Dataset entries
━━━

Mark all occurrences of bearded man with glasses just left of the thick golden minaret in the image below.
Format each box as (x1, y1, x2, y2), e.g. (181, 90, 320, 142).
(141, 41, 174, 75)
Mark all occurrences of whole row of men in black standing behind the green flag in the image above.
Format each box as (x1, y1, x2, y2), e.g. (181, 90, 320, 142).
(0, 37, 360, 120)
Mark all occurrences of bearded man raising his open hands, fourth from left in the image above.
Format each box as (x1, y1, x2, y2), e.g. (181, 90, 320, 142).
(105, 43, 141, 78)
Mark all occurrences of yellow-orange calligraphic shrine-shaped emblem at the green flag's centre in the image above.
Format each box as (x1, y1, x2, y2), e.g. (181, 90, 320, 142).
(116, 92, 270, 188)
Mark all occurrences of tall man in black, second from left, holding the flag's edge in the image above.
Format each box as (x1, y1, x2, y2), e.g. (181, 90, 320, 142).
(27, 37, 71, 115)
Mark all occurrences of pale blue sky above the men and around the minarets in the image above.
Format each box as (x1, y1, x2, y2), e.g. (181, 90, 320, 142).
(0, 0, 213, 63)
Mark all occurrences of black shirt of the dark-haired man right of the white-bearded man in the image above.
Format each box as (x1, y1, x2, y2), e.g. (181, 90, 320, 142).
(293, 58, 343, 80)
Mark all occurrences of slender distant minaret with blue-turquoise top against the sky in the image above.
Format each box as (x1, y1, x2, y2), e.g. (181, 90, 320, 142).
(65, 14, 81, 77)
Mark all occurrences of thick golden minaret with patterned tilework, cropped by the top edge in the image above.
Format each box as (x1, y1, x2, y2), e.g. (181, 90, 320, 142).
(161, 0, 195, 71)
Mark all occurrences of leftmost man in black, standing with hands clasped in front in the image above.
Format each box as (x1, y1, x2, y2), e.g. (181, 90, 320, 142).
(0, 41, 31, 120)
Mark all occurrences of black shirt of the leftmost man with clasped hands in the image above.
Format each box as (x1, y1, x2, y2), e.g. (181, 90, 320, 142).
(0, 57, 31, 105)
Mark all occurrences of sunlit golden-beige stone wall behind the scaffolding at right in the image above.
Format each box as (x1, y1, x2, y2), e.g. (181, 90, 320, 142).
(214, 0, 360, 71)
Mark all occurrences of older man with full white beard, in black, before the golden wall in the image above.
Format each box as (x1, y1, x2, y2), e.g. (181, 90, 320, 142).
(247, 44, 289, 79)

━━━

**YOUR INSTRUCTIONS**. The data given above must be transcribed exactly and completely.

**EXERCISE ANSWER**.
Mark all occurrences of bearded man with glasses just left of the thick golden minaret in the image below.
Format each box as (x1, y1, x2, y2), e.g. (181, 90, 320, 142).
(141, 41, 174, 75)
Mark all occurrences of whole row of men in black standing behind the green flag in the image above.
Format each box as (x1, y1, x2, y2), e.g. (181, 90, 320, 142).
(0, 37, 360, 120)
Mark all occurrences of bearded man raising his open hands, fourth from left in the image above.
Format each box as (x1, y1, x2, y2), e.g. (181, 90, 320, 142).
(105, 43, 141, 78)
Mark all occurrences of yellow-orange calligraphic shrine-shaped emblem at the green flag's centre in the image above.
Format each box as (x1, y1, x2, y2), e.g. (181, 90, 320, 142).
(116, 92, 270, 188)
Mark all occurrences of tall man in black, second from left, holding the flag's edge in the image above.
Format each box as (x1, y1, x2, y2), e.g. (181, 90, 320, 142).
(27, 37, 71, 115)
Mark all occurrences of pale blue sky above the men and around the minarets in the image above.
Format each box as (x1, y1, x2, y2), e.g. (181, 90, 320, 142).
(0, 0, 213, 63)
Mark all occurrences of black shirt of the dark-haired man right of the white-bearded man in the image above.
Format each box as (x1, y1, x2, y2), e.g. (181, 90, 320, 142).
(293, 58, 343, 80)
Mark all occurrences of slender distant minaret with blue-turquoise top against the sky in the image above.
Format each box as (x1, y1, x2, y2), e.g. (181, 90, 320, 142).
(65, 14, 81, 77)
Mark all occurrences of thick golden minaret with patterned tilework, cropped by the top edge in the image above.
Format each box as (x1, y1, x2, y2), e.g. (181, 90, 320, 142).
(161, 0, 195, 71)
Mark all occurrences of leftmost man in black, standing with hands clasped in front in the image above.
Format each box as (x1, y1, x2, y2), e.g. (181, 90, 320, 142).
(0, 41, 31, 120)
Mark all occurrences of black shirt of the leftmost man with clasped hands in the image above.
Format each box as (x1, y1, x2, y2), e.g. (181, 90, 320, 142).
(0, 57, 31, 105)
Mark all occurrences of sunlit golden-beige stone wall behind the scaffolding at right in the image above.
Format each box as (x1, y1, x2, y2), e.g. (181, 90, 320, 142).
(214, 0, 360, 71)
Mark all occurrences of older man with full white beard, in black, before the golden wall in the image above.
Format each box as (x1, y1, x2, y2), e.g. (181, 90, 320, 142).
(247, 44, 289, 79)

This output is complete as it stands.